- GIVEN REQUEST
Your task is to repeat all of the data exactly while excluding the pictures.

- DATA SHOWN
---------------
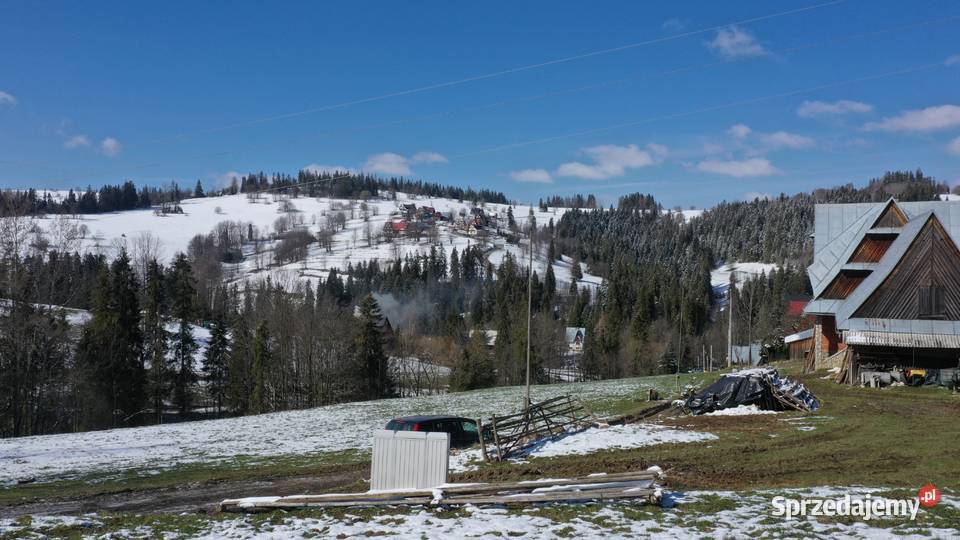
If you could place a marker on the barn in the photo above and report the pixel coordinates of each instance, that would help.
(886, 283)
(799, 344)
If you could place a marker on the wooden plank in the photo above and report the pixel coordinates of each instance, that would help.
(482, 497)
(563, 496)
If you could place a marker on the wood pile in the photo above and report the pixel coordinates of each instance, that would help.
(631, 485)
(513, 433)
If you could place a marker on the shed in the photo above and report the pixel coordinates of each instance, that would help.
(799, 344)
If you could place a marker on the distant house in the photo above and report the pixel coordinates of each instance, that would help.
(800, 344)
(751, 355)
(395, 228)
(575, 337)
(796, 305)
(886, 283)
(490, 335)
(479, 217)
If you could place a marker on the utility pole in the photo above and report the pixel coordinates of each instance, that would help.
(526, 404)
(730, 290)
(680, 336)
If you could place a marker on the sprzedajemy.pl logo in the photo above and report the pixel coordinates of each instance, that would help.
(866, 507)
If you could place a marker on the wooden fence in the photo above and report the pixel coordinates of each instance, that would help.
(514, 432)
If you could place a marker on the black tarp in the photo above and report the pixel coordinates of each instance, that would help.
(752, 388)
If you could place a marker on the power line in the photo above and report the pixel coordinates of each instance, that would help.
---------------
- ANSWER TO THIS TASK
If you could place a marker on the barn in the photo above and report the pixel coordinates of each instance, that would help.
(886, 283)
(799, 344)
If you could place a marker on the wooden plank in the photo above and report the pixel coordinates of each instance, that would help.
(482, 497)
(563, 496)
If you could place a marker on the wood pile in the photo above and report the pixel coordinates of each instance, that would help.
(631, 485)
(513, 433)
If you could place a marker on the shed in the photo above and report the pixel coordinates of each instance, that would help.
(799, 344)
If you could place a marker on the distant house in the photo above and report the pixel coordinates of each instance, that would help.
(800, 344)
(751, 355)
(395, 228)
(575, 337)
(796, 305)
(886, 283)
(490, 335)
(479, 217)
If you could place a marker on the utility pole in the photo above and report the pixel coordinates of each instance, that would help.
(526, 404)
(730, 290)
(680, 336)
If you could place a marker on the sprzedajemy.pl logo in the photo above and report the pixel coordinates of each instance, that would help.
(866, 507)
If you could place a marker on the wooden fence in the photo above and report the pixel coordinates of each instance, that would help.
(514, 432)
If you could place a marker on the black tarp in the photo above and report the pixel coordinates of each instance, that would help.
(752, 388)
If you could place a marker on the power line in the photo above and report the pixel coordinates of each instance, that would help.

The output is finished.